──────── Records shown

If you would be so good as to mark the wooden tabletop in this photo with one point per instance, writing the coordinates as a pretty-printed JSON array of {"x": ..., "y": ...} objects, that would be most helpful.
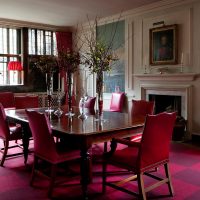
[{"x": 112, "y": 121}]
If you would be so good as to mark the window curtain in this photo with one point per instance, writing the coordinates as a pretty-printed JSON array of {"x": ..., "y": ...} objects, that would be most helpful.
[{"x": 64, "y": 42}]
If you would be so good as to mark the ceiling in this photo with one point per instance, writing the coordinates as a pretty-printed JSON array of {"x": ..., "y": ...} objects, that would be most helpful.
[{"x": 64, "y": 12}]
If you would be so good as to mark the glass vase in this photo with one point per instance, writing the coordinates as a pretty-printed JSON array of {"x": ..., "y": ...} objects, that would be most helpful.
[
  {"x": 69, "y": 94},
  {"x": 99, "y": 90},
  {"x": 59, "y": 111},
  {"x": 49, "y": 84}
]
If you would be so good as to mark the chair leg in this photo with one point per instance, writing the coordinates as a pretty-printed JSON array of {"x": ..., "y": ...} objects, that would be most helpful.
[
  {"x": 35, "y": 162},
  {"x": 53, "y": 176},
  {"x": 171, "y": 190},
  {"x": 6, "y": 145},
  {"x": 142, "y": 194}
]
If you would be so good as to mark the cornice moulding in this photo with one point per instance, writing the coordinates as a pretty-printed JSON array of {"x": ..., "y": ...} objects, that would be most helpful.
[{"x": 167, "y": 77}]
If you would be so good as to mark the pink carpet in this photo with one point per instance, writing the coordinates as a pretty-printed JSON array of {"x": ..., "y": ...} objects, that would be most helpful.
[{"x": 184, "y": 165}]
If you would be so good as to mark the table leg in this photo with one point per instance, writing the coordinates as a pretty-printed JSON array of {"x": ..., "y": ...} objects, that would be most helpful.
[
  {"x": 25, "y": 140},
  {"x": 86, "y": 172}
]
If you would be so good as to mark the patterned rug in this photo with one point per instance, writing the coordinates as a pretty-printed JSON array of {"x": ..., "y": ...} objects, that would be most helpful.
[{"x": 184, "y": 166}]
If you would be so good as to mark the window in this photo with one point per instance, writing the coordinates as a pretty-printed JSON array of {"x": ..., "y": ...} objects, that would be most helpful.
[
  {"x": 10, "y": 49},
  {"x": 41, "y": 42}
]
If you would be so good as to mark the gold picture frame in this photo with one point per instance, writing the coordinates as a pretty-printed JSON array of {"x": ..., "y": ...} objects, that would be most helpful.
[{"x": 164, "y": 45}]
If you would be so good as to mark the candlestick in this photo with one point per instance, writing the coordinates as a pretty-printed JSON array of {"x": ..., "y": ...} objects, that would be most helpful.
[
  {"x": 85, "y": 83},
  {"x": 58, "y": 81},
  {"x": 182, "y": 60},
  {"x": 182, "y": 57}
]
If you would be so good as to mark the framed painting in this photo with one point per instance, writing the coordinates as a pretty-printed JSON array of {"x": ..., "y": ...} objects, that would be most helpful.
[{"x": 163, "y": 45}]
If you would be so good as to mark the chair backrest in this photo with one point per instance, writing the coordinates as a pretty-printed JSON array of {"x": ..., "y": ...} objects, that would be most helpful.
[
  {"x": 4, "y": 129},
  {"x": 7, "y": 99},
  {"x": 142, "y": 108},
  {"x": 44, "y": 144},
  {"x": 22, "y": 102},
  {"x": 89, "y": 103},
  {"x": 117, "y": 101},
  {"x": 155, "y": 143}
]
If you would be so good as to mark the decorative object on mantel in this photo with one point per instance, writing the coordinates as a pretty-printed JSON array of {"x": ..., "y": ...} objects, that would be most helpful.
[
  {"x": 47, "y": 64},
  {"x": 98, "y": 59},
  {"x": 163, "y": 45},
  {"x": 69, "y": 61}
]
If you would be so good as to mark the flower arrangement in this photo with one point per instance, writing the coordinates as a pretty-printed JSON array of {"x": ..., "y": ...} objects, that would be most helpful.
[
  {"x": 99, "y": 57},
  {"x": 69, "y": 61}
]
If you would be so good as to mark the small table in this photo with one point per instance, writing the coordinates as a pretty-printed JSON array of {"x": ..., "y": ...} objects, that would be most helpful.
[{"x": 83, "y": 133}]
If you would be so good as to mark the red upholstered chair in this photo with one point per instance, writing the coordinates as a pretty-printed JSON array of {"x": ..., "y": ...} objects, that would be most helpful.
[
  {"x": 140, "y": 158},
  {"x": 141, "y": 108},
  {"x": 8, "y": 134},
  {"x": 45, "y": 148},
  {"x": 22, "y": 102},
  {"x": 7, "y": 99},
  {"x": 117, "y": 102}
]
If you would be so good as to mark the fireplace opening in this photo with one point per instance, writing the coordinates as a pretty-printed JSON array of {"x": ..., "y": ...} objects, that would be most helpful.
[{"x": 167, "y": 103}]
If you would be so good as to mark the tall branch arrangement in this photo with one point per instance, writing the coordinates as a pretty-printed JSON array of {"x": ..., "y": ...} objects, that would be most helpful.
[{"x": 69, "y": 60}]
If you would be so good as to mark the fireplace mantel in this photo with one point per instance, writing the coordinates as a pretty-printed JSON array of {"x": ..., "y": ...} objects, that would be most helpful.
[{"x": 167, "y": 77}]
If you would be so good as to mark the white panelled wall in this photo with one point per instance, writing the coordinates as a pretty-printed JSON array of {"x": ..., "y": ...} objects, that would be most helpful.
[{"x": 185, "y": 13}]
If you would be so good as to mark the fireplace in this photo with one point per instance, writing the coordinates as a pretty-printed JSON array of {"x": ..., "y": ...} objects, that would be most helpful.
[
  {"x": 174, "y": 97},
  {"x": 166, "y": 103}
]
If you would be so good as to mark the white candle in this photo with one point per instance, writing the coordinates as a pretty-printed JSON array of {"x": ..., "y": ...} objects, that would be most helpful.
[
  {"x": 145, "y": 60},
  {"x": 58, "y": 81},
  {"x": 85, "y": 83},
  {"x": 182, "y": 59},
  {"x": 62, "y": 84}
]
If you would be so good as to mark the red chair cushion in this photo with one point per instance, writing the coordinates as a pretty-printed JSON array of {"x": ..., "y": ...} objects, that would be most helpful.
[
  {"x": 90, "y": 103},
  {"x": 126, "y": 157},
  {"x": 7, "y": 99}
]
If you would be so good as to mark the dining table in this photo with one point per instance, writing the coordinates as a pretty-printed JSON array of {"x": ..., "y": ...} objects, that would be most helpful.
[{"x": 81, "y": 132}]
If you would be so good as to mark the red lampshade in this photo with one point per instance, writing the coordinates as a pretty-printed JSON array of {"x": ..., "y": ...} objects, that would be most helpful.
[{"x": 15, "y": 65}]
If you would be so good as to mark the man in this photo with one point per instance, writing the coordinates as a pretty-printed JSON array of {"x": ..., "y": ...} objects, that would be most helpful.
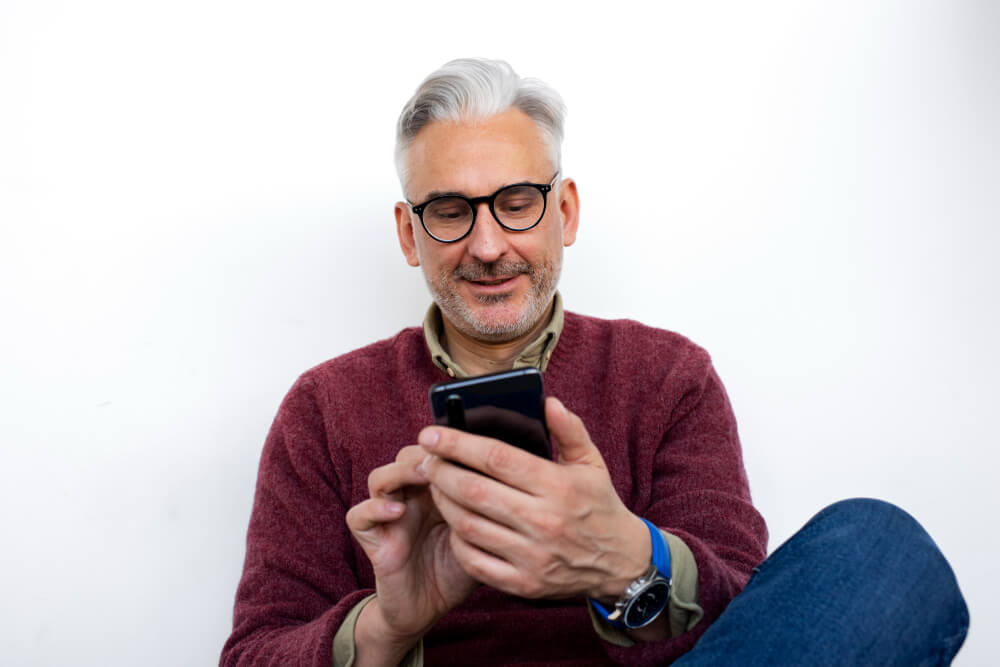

────────────────

**Task requirements**
Write out each entry word for word, images excluded.

**Written reply**
If you would be so good as to mark the wooden tabletop in this photo with one point per instance, writing the coordinates as a pretty-printed JSON array of {"x": ..., "y": ...} objects, that would be most helpful.
[{"x": 112, "y": 121}]
If you would be so good as to mark the window curtain in this photo with one point per instance, writing the coordinates as a pretty-printed JSON array of {"x": ..., "y": ...} objects, that would be most helpful.
[{"x": 64, "y": 42}]
If you would be so good as to mark the ceiling in this photo with one point per instance, writing the coordinates as a pretty-printed JSON array of {"x": ..., "y": ...} objects, that would be most helpful.
[{"x": 64, "y": 12}]
If you would be so good as to mark the glass vase in this photo with one point per instance, writing the coordinates as a pretty-printed JSON array of {"x": ..., "y": ...} objects, that would be most helpful.
[
  {"x": 69, "y": 94},
  {"x": 99, "y": 90},
  {"x": 59, "y": 111},
  {"x": 49, "y": 84}
]
If you would be so good as to mark the chair leg in this photo with one point per instance, writing the coordinates as a pretty-printed JSON array of {"x": ..., "y": ...} objects, that would be most helpful.
[
  {"x": 35, "y": 162},
  {"x": 53, "y": 176},
  {"x": 171, "y": 190},
  {"x": 6, "y": 145},
  {"x": 142, "y": 194}
]
If you would be so good as to mark the cornice moulding in this photo with one point per instance, writing the coordinates as a pretty-printed JSON array of {"x": ..., "y": ...} objects, that would be most helpful.
[{"x": 167, "y": 77}]
If you would be so good as to mark the pink carpet in this photo with one point per instance, writing the coordinates as a pretty-printed JSON array of {"x": ..., "y": ...} objects, that would be most helpful.
[{"x": 184, "y": 165}]
If you would be so good as to mark the table leg in this photo with one point per instance, writing the coordinates as a pretty-printed JSON array of {"x": ..., "y": ...} objects, that would be most helpful.
[
  {"x": 25, "y": 140},
  {"x": 86, "y": 172}
]
If you would be so good as to mark the patterned rug in this photo with one point per instance, writing the coordinates as a pretty-printed JSON array of {"x": ..., "y": ...} objects, that would be most helpful.
[{"x": 184, "y": 166}]
If you would be so good as to mark the window in this photo with one point per instance, writing the coordinates as a pretty-printed JSON array of {"x": ..., "y": ...} objects, that would be most helpful.
[
  {"x": 10, "y": 49},
  {"x": 41, "y": 42}
]
If you would be so good as to mark the gold picture frame in this photo with one point per instance, writing the coordinates as a pretty-printed JSON array of {"x": ..., "y": ...} objects, that would be most helpful.
[{"x": 164, "y": 45}]
If you would be so good as to mark the candlestick in this photo with one point per instance, writing the coordinates as a pretty-printed JSON array of {"x": ..., "y": ...} objects, that would be most helpful.
[
  {"x": 85, "y": 83},
  {"x": 58, "y": 81},
  {"x": 182, "y": 60},
  {"x": 182, "y": 57}
]
If you would be so good as to mark the framed painting in this photo with one point per instance, writing the coordinates as a pretty-printed JSON array of {"x": ..., "y": ...} objects, that would be most helpful.
[{"x": 163, "y": 45}]
If you would be so good as to mark the chair backrest in this photo with one point per instance, writing the coordinates as a pretty-printed JSON array of {"x": ..., "y": ...} objects, that would be most helpful.
[
  {"x": 4, "y": 129},
  {"x": 7, "y": 99},
  {"x": 142, "y": 108},
  {"x": 44, "y": 144},
  {"x": 22, "y": 102},
  {"x": 89, "y": 103},
  {"x": 117, "y": 101},
  {"x": 155, "y": 143}
]
If you would be so good as to mark the decorative object on mantel in this photo with one point per instance, writing the coordinates as a pretty-printed JSON array of {"x": ..., "y": ...} objects, that would be most helpful.
[
  {"x": 47, "y": 64},
  {"x": 98, "y": 59},
  {"x": 163, "y": 45},
  {"x": 69, "y": 61}
]
If you would be so good as to mark the flower arrangement in this photo with one point per instance, writing the coordinates as a pretty-printed JSON array of {"x": ..., "y": ...} objects, that would be most helpful.
[
  {"x": 99, "y": 57},
  {"x": 69, "y": 61}
]
If you would be so good as to mark the small table in this photo with one point per instance, writing the coordinates as a pretty-printed JSON array of {"x": ..., "y": ...} objects, that would be most helpful.
[{"x": 83, "y": 133}]
If you would be so good as to mark the red upholstered chair in this photo with one point per instance, writing the coordinates as a pretty-printed JSON array of {"x": ..., "y": ...} objects, that would be most helpful.
[
  {"x": 140, "y": 158},
  {"x": 141, "y": 108},
  {"x": 8, "y": 134},
  {"x": 45, "y": 148},
  {"x": 22, "y": 102},
  {"x": 7, "y": 99},
  {"x": 117, "y": 102}
]
If you would be so good as to mark the fireplace opening in this photo with one point per instance, writing the coordinates as a pretty-printed JSON array of {"x": ..., "y": ...} objects, that would be most helpful.
[{"x": 167, "y": 103}]
If you would be so good as to mark the tall branch arrangement in this photo with one point per instance, writing the coordinates as a pretty-printed JSON array of {"x": ..., "y": ...} objects, that would be most helpful.
[{"x": 69, "y": 60}]
If you would be so good as to mark the fireplace mantel in this photo with one point per instance, writing the coordinates as a pretty-printed JSON array of {"x": ..., "y": ...} objects, that would be most helpful.
[{"x": 167, "y": 77}]
If you would be so good as to mark the white panelled wall in this photo with one point per instance, writing the coordinates as a pretty-printed JSON array of {"x": ..., "y": ...} objects, that would be most helpful.
[{"x": 185, "y": 13}]
If you would be so good as to mark the fireplace in this photo with one point per instance, writing the coordinates as a pretty-printed JSON array of {"x": ..., "y": ...} objects, that would be most helpful.
[
  {"x": 174, "y": 97},
  {"x": 166, "y": 103}
]
If you would be so good as to mark the white candle in this photo with one point per instance, writing the coordinates as a pretty-printed JSON array of {"x": ..., "y": ...} objects, that would be most helpful.
[
  {"x": 145, "y": 60},
  {"x": 58, "y": 81},
  {"x": 85, "y": 83},
  {"x": 182, "y": 59},
  {"x": 62, "y": 84}
]
If you would be so good as to mark the red chair cushion in this photo with one point per instance, writing the coordinates as a pretty-printed JSON array of {"x": ..., "y": ...} objects, that would be most helpful.
[
  {"x": 90, "y": 103},
  {"x": 126, "y": 157},
  {"x": 7, "y": 99}
]
If you would be so good as to mark the dining table in this photo with one point per instance, writing the coordinates as a pretty-printed JSON array of {"x": ..., "y": ...} objects, that would be most helpful.
[{"x": 81, "y": 132}]
If you would be so good as to mark the red lampshade in this photo with one point per instance, writing the coordinates as a pretty-printed JSON array of {"x": ..., "y": ...} objects, that would be most helpful.
[{"x": 15, "y": 65}]
If you would be so good as to mark the man in this photo with one point per instance, writing the coordinates as a pretty-printed JSON array of {"x": ..., "y": ...} objects, that would be most helpful.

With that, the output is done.